## Records for this task:
-----

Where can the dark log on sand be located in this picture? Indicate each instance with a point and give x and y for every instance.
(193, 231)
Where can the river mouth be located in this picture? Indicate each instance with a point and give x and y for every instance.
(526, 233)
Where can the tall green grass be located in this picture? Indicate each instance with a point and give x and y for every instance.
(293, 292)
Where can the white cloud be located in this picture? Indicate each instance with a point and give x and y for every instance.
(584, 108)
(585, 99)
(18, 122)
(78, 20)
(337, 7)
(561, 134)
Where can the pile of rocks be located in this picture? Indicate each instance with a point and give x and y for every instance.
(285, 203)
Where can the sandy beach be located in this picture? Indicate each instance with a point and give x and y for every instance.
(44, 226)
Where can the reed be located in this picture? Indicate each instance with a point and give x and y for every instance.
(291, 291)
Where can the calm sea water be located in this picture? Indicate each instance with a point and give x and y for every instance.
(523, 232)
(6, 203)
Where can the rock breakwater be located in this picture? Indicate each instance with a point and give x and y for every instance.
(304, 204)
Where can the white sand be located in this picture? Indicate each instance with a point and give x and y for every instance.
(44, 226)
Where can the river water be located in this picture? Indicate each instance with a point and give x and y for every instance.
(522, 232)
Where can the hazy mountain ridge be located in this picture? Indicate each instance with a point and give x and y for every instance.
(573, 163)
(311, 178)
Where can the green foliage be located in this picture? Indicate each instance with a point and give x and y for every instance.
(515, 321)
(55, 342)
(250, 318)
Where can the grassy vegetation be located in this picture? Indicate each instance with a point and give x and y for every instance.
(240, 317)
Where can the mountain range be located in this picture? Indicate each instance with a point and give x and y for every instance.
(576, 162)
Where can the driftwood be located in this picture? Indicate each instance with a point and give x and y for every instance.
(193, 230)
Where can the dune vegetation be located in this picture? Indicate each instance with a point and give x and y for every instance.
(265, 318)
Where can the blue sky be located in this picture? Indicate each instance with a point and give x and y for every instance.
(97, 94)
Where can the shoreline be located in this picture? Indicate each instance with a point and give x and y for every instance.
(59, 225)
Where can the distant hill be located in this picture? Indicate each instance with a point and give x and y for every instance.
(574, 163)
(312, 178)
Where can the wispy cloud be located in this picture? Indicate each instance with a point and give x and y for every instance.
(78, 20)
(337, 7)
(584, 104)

-----

## Activity:
Repeat, exactly and only, the lines above from the one containing "Where can the driftwood" through the end of the material.

## Written reply:
Where can the driftwood be located in this picture? Indicate each instance with a point and give x and y for every instance.
(193, 230)
Where can the dune vegetation be located in this picture? Indicate each instance with a point and give x and y for every instance.
(265, 318)
Where can the blue sky be located in this picture? Indicate each instance with a point and give x and y for every instance.
(97, 94)
Where can the shoreline be located in this picture? Indicate each instance with a point and give x and y for every instance.
(59, 225)
Where can the distant hill be located in this picture? Indicate each instance with a point and give x and y for every instance.
(574, 163)
(312, 178)
Where can the wispy cloud be located in this picture? Indicate each instance with a point and give x and y for every instance.
(78, 20)
(337, 7)
(584, 104)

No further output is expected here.